Pick out each line below that contains the string "rope" and copy it. Case counts.

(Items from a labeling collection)
* Begin *
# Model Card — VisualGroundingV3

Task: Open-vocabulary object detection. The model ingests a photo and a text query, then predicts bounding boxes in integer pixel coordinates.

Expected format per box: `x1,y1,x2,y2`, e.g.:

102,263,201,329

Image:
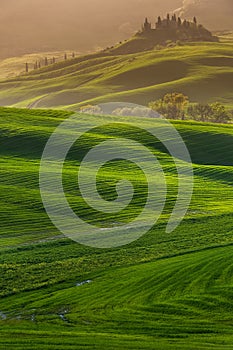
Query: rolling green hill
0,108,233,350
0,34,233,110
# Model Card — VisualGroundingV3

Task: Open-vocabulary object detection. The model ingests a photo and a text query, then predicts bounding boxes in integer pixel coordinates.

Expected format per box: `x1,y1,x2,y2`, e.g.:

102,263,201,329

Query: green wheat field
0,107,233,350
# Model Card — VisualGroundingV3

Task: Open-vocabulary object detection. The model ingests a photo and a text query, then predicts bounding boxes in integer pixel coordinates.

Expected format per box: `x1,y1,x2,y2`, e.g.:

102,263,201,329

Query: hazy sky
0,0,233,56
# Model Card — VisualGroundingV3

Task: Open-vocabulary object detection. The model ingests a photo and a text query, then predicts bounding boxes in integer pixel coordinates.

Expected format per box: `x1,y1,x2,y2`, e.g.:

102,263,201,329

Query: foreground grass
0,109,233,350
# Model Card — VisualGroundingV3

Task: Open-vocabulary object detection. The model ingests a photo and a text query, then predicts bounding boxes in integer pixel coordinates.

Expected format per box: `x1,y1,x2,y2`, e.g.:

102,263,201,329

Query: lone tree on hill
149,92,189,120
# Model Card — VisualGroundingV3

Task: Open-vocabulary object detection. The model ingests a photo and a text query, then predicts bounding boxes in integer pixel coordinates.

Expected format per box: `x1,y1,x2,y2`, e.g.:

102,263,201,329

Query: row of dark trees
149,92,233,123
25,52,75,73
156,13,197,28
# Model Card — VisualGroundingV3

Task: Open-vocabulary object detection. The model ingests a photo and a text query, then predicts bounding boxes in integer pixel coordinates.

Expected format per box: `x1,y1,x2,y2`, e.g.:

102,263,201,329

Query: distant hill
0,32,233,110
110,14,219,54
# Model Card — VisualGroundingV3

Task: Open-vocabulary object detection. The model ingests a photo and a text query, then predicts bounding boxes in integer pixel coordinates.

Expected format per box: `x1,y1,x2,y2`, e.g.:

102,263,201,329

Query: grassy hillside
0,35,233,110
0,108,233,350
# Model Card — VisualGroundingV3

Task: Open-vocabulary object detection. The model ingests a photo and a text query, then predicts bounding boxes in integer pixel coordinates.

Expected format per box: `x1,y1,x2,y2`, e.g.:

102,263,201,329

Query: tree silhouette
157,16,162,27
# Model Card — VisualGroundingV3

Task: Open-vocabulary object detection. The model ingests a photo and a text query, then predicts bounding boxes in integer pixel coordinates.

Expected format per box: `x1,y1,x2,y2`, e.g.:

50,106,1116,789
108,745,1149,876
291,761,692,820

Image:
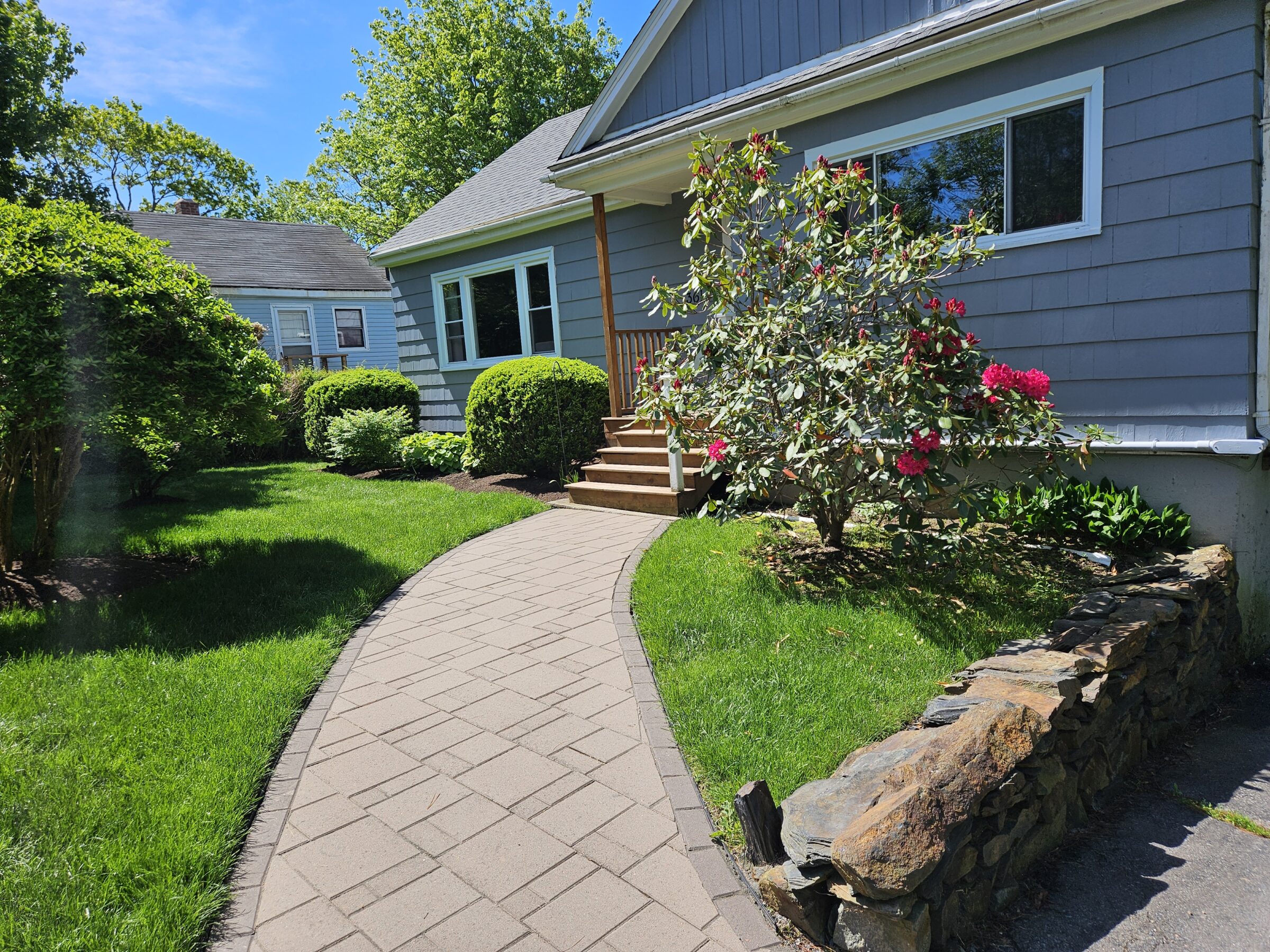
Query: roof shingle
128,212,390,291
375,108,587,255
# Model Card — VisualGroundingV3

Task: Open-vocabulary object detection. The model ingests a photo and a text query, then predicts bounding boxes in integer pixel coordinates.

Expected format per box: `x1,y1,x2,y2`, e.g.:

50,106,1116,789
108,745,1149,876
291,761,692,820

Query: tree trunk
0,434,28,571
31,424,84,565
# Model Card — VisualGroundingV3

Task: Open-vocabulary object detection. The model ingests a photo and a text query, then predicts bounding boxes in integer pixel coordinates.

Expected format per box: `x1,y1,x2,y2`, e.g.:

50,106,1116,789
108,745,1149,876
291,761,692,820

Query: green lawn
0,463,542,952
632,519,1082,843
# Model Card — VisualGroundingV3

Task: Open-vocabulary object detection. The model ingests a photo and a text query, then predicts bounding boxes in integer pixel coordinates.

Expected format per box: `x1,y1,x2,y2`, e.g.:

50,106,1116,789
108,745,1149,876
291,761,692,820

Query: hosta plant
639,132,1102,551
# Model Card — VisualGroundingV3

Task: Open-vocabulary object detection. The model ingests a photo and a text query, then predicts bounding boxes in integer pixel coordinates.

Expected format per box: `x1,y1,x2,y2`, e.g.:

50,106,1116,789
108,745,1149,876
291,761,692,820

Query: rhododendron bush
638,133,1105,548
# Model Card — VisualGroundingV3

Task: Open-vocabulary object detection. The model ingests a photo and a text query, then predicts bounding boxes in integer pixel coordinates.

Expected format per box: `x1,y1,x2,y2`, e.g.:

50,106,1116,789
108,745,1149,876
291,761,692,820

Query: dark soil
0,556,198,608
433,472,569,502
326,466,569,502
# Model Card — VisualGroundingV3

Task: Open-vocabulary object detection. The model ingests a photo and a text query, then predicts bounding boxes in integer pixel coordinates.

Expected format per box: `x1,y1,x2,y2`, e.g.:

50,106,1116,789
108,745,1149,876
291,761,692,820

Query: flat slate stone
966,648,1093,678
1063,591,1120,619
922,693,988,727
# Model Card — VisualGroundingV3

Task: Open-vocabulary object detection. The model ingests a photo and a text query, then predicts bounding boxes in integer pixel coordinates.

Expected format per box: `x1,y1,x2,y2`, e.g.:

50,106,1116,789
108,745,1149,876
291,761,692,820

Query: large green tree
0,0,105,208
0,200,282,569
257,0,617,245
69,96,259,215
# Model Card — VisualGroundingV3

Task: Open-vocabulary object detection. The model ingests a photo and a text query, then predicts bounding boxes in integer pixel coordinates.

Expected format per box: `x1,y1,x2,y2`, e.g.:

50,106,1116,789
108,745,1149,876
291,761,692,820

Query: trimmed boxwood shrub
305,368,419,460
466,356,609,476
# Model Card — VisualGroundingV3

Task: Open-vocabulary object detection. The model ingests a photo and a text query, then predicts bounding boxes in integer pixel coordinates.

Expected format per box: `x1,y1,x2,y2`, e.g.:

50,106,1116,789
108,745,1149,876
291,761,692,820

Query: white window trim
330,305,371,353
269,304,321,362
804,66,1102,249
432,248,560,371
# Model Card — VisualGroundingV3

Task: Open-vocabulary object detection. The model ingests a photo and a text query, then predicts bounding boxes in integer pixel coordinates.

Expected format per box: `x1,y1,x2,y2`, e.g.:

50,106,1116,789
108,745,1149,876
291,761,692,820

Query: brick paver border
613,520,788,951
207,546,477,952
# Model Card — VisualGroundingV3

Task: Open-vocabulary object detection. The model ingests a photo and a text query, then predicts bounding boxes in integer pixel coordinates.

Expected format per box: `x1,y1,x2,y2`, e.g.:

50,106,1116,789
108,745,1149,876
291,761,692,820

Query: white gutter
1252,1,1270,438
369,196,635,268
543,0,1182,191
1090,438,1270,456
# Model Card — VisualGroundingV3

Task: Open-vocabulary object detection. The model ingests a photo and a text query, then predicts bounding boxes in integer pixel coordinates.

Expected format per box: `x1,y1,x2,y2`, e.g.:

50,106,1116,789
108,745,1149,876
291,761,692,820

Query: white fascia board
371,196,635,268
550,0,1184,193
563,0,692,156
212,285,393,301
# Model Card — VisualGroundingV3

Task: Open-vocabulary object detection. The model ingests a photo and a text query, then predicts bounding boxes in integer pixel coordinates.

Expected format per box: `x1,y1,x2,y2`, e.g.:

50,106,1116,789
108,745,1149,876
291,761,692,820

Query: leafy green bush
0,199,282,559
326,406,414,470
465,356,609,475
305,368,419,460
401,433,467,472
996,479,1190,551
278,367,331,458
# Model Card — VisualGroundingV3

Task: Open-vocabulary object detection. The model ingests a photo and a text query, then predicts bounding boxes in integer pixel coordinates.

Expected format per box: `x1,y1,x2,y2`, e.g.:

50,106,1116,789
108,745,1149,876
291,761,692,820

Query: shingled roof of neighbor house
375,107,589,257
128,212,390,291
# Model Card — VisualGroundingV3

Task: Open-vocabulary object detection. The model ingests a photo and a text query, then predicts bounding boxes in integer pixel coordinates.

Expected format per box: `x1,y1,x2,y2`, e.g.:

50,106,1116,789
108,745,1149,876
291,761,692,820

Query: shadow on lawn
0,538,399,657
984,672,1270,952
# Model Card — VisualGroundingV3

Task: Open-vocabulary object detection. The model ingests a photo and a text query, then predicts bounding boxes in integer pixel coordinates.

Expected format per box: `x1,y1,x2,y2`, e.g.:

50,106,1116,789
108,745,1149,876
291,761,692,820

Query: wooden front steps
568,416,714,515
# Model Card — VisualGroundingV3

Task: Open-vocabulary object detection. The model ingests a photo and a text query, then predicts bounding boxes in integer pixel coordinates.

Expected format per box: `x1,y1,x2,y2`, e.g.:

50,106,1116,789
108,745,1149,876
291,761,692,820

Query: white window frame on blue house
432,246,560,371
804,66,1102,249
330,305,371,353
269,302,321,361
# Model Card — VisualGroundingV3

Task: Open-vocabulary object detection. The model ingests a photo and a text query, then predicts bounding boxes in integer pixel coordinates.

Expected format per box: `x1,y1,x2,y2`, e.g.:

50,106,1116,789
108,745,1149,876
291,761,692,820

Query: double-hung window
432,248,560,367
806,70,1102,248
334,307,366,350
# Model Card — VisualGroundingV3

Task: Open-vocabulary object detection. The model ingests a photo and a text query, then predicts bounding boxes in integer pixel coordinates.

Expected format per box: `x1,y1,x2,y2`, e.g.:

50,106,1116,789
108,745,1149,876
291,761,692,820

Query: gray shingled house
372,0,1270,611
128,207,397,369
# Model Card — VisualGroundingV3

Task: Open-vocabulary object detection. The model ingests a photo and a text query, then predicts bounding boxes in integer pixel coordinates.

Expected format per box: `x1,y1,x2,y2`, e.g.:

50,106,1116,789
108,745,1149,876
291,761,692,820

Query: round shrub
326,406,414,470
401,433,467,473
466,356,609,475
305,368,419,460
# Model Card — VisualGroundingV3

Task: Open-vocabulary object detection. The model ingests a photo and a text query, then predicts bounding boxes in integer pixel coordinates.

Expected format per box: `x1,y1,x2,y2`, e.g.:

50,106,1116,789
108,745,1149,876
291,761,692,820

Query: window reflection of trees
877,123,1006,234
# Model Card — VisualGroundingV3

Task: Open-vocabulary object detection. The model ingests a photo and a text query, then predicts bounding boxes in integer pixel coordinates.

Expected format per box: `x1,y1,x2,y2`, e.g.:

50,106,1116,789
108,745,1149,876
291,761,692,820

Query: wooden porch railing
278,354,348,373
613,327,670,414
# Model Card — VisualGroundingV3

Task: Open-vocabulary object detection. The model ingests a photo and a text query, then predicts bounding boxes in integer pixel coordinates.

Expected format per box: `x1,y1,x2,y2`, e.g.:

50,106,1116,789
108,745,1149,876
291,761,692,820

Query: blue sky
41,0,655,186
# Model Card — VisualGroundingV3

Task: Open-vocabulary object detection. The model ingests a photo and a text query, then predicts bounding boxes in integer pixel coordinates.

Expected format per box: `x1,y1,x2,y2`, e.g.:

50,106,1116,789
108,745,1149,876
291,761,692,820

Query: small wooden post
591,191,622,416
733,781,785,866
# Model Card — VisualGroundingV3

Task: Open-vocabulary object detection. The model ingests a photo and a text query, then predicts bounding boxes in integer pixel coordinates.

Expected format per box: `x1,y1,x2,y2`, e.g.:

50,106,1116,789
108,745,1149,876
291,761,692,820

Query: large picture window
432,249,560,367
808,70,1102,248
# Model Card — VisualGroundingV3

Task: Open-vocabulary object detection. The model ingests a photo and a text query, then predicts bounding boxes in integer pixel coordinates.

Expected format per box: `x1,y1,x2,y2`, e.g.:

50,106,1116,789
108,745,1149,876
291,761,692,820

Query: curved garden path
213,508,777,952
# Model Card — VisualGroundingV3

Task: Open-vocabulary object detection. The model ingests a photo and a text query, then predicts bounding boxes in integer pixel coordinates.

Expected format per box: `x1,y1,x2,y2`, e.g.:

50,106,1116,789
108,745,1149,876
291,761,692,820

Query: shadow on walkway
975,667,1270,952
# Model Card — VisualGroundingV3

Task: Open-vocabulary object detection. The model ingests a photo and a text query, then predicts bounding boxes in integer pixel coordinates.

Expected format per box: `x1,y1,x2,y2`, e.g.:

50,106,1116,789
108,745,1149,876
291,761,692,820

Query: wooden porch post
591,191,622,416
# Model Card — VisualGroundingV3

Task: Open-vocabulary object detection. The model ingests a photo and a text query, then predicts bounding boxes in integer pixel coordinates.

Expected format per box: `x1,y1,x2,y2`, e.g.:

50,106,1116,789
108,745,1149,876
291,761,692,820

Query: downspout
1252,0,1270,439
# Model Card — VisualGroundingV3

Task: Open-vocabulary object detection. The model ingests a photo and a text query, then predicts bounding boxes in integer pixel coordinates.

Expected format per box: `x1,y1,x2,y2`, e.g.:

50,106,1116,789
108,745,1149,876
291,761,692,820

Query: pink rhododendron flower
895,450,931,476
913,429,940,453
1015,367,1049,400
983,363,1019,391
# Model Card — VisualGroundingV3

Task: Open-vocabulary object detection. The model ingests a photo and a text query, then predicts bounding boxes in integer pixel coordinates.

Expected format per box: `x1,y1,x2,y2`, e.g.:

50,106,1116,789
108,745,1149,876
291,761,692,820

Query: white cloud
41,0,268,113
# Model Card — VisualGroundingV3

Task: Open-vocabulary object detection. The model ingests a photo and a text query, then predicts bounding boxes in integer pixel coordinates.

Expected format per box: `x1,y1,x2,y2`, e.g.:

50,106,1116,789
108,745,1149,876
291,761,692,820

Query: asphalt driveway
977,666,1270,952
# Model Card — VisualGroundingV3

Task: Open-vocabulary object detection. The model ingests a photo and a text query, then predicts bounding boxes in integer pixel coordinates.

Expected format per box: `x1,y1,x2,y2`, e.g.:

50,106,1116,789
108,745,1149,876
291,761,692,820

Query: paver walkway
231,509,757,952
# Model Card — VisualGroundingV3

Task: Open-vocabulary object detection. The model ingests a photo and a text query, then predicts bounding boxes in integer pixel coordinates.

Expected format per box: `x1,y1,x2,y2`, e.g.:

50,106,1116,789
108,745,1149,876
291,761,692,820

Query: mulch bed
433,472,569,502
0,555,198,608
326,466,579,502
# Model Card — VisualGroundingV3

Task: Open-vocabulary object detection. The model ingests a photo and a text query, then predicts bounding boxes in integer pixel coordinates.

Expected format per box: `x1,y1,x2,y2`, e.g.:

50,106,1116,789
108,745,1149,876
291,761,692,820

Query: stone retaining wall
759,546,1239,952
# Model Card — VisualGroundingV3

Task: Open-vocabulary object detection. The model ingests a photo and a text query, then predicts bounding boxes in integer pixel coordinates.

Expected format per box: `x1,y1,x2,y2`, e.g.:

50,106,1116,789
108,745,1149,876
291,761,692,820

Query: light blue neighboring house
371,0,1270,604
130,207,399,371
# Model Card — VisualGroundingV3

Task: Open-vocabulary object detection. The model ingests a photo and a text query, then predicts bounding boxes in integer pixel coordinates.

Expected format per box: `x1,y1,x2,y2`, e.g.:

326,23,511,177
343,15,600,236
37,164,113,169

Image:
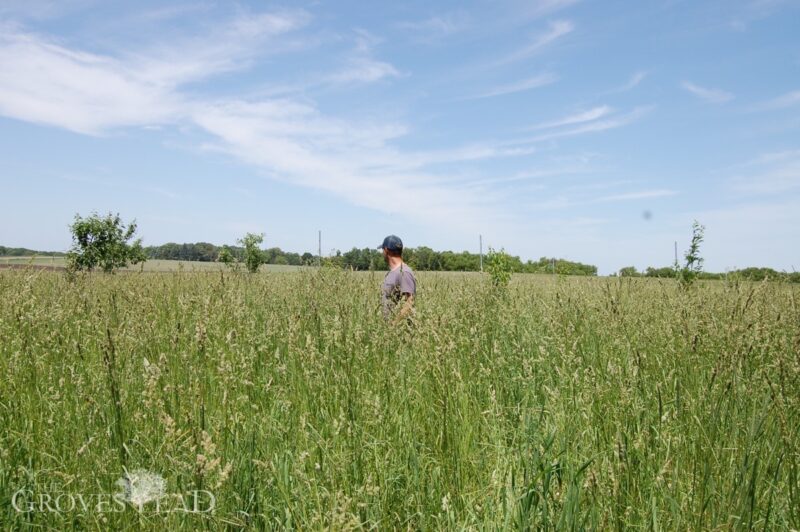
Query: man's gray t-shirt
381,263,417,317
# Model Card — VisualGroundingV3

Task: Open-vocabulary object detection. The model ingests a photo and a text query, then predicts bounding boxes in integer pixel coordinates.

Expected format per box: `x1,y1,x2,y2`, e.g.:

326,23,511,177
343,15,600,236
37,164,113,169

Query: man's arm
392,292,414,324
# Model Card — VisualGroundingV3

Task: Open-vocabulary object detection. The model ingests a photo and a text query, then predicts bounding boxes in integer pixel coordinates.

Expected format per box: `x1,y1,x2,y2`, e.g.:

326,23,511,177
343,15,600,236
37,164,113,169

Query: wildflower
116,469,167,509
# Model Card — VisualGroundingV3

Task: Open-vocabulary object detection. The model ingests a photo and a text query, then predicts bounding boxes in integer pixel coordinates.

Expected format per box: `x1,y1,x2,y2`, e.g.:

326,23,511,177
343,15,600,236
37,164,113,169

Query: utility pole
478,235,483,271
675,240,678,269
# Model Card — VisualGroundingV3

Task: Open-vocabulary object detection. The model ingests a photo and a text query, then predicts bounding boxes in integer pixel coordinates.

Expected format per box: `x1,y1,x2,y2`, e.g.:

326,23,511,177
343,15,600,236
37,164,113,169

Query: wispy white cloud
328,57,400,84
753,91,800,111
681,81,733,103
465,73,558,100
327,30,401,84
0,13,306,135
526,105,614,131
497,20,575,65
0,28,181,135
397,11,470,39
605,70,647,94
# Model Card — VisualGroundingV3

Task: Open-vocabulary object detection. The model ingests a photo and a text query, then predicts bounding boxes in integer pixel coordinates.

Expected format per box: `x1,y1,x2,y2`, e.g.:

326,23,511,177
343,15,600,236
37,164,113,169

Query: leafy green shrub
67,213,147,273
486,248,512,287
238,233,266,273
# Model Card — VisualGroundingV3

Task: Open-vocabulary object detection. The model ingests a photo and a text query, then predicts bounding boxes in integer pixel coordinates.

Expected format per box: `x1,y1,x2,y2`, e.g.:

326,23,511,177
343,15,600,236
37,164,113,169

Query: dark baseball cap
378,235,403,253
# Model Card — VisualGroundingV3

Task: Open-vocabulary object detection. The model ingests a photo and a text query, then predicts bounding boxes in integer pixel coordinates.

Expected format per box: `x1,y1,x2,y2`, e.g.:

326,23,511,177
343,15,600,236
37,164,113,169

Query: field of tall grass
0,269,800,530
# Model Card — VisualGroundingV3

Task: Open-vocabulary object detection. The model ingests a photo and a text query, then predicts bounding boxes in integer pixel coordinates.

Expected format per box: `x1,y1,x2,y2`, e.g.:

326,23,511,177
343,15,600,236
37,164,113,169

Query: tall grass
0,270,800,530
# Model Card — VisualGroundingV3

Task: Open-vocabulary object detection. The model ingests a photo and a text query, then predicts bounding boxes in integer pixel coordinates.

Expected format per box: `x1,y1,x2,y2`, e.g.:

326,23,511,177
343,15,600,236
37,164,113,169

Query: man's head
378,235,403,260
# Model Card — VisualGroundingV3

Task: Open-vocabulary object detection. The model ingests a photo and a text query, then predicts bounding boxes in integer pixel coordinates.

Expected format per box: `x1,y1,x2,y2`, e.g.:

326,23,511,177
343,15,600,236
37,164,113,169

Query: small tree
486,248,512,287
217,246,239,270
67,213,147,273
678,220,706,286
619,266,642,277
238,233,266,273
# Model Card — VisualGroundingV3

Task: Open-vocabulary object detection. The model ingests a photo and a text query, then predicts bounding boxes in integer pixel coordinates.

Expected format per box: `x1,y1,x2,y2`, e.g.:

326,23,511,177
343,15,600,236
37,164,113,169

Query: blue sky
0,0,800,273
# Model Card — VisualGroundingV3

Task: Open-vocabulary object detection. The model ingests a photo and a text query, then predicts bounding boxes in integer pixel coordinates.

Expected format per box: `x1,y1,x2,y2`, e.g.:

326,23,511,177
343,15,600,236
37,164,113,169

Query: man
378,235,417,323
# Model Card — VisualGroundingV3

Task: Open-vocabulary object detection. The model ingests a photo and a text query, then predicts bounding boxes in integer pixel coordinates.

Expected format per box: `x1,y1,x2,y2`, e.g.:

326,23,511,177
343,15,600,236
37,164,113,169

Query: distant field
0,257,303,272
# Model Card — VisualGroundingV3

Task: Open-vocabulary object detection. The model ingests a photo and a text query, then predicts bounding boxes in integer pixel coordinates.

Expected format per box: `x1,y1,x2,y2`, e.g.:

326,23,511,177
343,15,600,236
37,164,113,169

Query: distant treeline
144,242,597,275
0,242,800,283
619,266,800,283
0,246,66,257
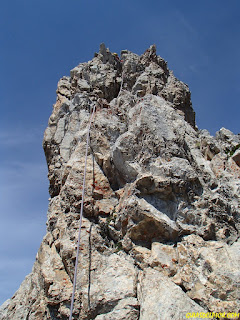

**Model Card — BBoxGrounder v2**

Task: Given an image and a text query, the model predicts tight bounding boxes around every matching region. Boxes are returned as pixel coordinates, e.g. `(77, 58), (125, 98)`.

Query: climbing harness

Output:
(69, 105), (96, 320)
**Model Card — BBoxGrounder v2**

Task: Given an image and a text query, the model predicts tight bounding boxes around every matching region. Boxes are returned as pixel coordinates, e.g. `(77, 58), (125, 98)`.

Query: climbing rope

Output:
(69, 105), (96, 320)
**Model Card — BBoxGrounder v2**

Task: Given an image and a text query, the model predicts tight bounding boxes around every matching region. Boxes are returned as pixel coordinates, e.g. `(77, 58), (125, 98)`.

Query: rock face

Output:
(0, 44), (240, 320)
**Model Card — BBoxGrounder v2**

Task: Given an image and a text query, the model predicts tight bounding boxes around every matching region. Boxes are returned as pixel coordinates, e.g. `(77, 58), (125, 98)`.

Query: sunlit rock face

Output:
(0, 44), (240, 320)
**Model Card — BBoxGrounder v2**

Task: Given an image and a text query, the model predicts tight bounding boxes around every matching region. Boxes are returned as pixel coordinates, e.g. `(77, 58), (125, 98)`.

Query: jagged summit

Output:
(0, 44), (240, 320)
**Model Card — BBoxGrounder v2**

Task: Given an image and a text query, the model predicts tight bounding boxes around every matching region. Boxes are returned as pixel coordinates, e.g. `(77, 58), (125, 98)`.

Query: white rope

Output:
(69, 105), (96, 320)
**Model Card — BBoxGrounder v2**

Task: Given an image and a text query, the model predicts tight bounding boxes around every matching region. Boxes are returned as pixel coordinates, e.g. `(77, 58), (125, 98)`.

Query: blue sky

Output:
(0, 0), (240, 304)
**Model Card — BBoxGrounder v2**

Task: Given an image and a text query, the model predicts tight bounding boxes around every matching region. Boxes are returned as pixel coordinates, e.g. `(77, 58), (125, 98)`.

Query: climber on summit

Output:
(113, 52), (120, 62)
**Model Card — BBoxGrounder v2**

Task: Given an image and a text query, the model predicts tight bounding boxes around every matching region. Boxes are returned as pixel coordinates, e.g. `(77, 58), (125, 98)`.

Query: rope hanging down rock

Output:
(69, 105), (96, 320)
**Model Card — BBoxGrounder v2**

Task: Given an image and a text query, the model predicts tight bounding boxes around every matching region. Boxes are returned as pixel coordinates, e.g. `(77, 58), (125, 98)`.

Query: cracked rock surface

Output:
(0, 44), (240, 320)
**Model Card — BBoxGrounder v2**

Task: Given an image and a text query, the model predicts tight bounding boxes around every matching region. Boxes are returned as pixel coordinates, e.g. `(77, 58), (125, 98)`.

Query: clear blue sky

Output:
* End *
> Solution below
Query: climbing rope
Query: white rope
Query: rope hanging down rock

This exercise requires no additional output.